**WHAT YOU HAVE TO DO**. Please locate each line in the records below that contains the word "green" and copy those lines. Case counts.

__________

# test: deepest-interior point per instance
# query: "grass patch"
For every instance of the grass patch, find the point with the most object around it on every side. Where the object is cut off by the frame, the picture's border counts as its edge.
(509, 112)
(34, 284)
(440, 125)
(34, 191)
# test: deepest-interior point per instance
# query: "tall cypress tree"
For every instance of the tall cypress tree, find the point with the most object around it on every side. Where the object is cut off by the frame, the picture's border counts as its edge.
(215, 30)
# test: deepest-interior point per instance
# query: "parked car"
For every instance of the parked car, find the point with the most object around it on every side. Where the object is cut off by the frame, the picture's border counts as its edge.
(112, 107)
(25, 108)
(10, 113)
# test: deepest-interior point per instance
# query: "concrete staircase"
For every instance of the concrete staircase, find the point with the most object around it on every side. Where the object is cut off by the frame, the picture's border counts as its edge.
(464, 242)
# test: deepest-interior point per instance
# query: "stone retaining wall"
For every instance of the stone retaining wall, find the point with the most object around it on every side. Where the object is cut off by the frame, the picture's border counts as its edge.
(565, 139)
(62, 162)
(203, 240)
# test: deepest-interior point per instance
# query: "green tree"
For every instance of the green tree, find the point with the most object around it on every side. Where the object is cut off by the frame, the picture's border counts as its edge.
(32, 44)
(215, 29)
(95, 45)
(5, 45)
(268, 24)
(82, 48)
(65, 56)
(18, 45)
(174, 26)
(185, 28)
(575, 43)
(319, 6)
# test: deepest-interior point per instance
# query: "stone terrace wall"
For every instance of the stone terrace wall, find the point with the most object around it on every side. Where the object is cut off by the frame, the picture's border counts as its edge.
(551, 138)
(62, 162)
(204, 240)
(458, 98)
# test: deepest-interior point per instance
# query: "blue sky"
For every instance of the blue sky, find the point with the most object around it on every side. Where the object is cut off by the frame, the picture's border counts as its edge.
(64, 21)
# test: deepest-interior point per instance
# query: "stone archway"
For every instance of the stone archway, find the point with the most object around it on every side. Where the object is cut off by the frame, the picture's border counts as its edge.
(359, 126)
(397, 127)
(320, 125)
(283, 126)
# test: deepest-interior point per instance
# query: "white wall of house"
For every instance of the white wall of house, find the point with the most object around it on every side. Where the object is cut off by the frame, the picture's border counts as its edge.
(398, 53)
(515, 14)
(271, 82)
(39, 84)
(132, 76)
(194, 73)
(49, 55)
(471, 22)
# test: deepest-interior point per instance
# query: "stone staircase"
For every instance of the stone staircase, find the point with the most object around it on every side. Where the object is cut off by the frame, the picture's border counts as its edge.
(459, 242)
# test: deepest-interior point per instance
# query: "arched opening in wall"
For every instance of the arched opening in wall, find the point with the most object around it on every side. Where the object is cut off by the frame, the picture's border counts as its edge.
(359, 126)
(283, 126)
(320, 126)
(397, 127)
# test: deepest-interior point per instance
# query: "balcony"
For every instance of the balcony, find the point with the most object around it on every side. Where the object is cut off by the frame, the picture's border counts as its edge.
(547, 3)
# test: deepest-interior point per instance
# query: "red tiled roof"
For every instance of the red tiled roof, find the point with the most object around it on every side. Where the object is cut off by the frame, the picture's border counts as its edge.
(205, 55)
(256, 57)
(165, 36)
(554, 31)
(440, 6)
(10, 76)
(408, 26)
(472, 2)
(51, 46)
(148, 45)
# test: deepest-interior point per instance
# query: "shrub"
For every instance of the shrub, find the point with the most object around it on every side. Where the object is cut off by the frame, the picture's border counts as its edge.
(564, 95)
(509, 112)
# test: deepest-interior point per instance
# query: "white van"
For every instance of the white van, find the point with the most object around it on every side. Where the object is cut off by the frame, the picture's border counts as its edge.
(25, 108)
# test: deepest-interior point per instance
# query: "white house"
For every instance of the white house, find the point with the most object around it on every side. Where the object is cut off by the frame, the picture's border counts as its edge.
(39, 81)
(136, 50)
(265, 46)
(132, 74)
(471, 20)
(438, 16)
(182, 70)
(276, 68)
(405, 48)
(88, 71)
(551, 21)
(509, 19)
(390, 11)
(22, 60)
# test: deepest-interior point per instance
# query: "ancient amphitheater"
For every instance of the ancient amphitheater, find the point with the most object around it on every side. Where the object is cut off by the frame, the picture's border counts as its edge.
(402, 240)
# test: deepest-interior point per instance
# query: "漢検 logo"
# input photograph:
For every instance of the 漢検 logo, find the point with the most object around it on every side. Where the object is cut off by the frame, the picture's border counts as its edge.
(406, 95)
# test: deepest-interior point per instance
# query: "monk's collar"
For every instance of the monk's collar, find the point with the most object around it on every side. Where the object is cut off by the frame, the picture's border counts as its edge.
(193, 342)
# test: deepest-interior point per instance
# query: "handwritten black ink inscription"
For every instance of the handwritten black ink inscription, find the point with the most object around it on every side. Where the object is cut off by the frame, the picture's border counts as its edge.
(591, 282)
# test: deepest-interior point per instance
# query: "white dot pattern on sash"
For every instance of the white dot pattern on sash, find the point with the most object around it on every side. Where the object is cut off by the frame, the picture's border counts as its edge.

__________

**REPLY**.
# query: "green tree"
For every instance of the green tree, find the point with the most object around it on every side. Where the object is cut off by the frame, the picture's border counts as its edge.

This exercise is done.